-------- Records provided
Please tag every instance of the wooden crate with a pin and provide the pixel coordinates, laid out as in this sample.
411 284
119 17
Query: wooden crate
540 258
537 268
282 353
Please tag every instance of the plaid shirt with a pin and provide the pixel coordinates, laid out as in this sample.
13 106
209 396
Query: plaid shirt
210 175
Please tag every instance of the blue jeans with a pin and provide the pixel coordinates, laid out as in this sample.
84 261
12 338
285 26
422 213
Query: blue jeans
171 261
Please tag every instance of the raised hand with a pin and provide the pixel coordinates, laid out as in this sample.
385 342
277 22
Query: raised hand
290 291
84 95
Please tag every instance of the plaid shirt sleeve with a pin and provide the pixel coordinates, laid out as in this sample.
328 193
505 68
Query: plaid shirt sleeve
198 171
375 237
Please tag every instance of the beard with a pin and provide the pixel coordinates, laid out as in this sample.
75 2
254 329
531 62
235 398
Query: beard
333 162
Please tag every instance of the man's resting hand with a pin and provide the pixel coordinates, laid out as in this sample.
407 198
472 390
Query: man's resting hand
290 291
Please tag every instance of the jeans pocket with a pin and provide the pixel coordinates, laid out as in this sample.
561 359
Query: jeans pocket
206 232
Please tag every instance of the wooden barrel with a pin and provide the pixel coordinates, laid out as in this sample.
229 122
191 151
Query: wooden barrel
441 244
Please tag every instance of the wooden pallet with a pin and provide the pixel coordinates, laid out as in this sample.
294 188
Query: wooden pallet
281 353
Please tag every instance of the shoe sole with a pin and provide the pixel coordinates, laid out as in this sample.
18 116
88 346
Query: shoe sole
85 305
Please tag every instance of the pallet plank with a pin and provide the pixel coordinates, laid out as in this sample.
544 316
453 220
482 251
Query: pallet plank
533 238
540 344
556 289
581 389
----------------
● Exercise
Output the entire listing exactly, including each line.

● Expected answer
Please tag every instance of the wooden crate with a pin and provide the pixel coordinates, laid out as in this sample.
411 284
119 17
Query: wooden crate
540 258
537 268
282 353
Please tag every instance of the plaid shirt with a pin and provide the pixel coordinates, laid out as in this sample.
13 106
209 396
Query: plaid shirt
210 175
Please tag every instance of the blue jeans with a pin and provide the pixel coordinates, laid out as in this sample.
84 261
12 338
285 26
422 213
Query: blue jeans
171 261
Please tag every instance of the raised hand with a pin and provide the pixel coordinates, laid out as in this sample.
385 342
277 22
Query: raised hand
290 291
84 95
Please tag every instance of the plaid shirt sleeve with a pin and provide the pixel coordinates, laid out as in this sample.
328 193
505 68
Query: plaid shirt sleeve
198 171
375 237
Please tag every instance of the beard with a pin and provide the pixel coordinates, laid out as in this sample.
75 2
254 329
531 62
235 398
Query: beard
333 162
Please tag every instance of the man's resting hand with a pin and provide the pixel coordinates, laid out as in this sample.
407 198
472 390
Query: man's resting hand
290 291
Please tag every instance of the jeans pocket with a pin and provide the pixel coordinates, laid out as in this sample.
561 359
Query: jeans pocket
206 232
Please tag every instance of the wooden barrel with a pin and provide the pixel coordinates, laid out as in this sample.
229 122
191 151
Query: wooden barrel
441 244
Please tag every instance of the wooden pallet with a pin and provide the pixel coordinates, laid out as in this sample.
294 188
Query: wooden pallet
281 353
Please tag every instance of the shoe sole with a pin and provide the pixel coordinates, laid out as in this sample.
18 116
88 346
Query: shoe sole
85 305
Please tag every instance of the pallet plank with a pin and provide the pixel coordinates, laid out as in this sample.
544 316
453 220
482 251
Query: pallet plank
533 238
540 344
556 289
581 389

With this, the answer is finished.